• Exercise aim: Can you quote, verbatim, every line from the one containing "# target: <item>white" through the one containing "M 0 1 L 5 4", with both of those lines included?

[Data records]
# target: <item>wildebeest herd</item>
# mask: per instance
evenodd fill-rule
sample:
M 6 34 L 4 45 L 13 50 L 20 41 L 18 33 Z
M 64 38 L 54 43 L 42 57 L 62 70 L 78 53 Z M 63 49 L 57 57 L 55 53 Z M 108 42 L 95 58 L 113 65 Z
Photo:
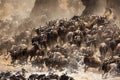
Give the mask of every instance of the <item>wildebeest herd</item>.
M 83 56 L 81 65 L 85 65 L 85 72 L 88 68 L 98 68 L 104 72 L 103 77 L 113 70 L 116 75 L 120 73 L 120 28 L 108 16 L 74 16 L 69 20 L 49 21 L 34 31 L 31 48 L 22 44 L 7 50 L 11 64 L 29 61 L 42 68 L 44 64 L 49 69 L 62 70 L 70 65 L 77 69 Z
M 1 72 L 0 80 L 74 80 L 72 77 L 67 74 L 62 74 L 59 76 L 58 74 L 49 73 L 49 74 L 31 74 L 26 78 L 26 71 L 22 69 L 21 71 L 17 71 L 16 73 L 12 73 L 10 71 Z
* * *
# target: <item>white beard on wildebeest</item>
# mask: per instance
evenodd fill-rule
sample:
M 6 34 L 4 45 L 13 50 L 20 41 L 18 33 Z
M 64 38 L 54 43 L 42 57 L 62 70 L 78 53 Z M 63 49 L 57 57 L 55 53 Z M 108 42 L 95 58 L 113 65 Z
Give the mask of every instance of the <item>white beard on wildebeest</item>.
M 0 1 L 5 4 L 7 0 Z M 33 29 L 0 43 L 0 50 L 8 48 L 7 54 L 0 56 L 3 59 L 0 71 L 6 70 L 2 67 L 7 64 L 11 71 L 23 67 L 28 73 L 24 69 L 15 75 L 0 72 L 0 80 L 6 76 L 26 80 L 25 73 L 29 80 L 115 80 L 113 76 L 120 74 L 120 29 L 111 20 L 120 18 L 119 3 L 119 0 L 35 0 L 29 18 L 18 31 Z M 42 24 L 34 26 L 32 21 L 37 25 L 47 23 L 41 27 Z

• Solved exercise:
# target: <item>white beard on wildebeest</item>
# mask: per instance
evenodd fill-rule
sample:
M 6 34 L 4 45 L 13 50 L 20 41 L 18 33 Z
M 64 38 L 54 43 L 42 57 L 62 70 L 78 53 Z M 63 49 L 57 57 L 55 53 Z M 108 42 L 95 58 L 113 65 Z
Give the mask of every instance of the <item>white beard on wildebeest</item>.
M 0 1 L 5 4 L 7 0 Z M 33 29 L 0 43 L 0 50 L 8 48 L 7 54 L 0 56 L 3 59 L 0 71 L 6 70 L 2 67 L 7 64 L 11 71 L 23 67 L 28 73 L 24 69 L 15 75 L 0 72 L 0 80 L 6 76 L 26 80 L 25 73 L 29 80 L 115 80 L 113 76 L 120 74 L 120 29 L 111 20 L 120 18 L 119 3 L 119 0 L 35 0 L 29 18 L 18 31 Z M 42 24 L 34 26 L 32 21 L 37 25 L 47 23 L 41 27 Z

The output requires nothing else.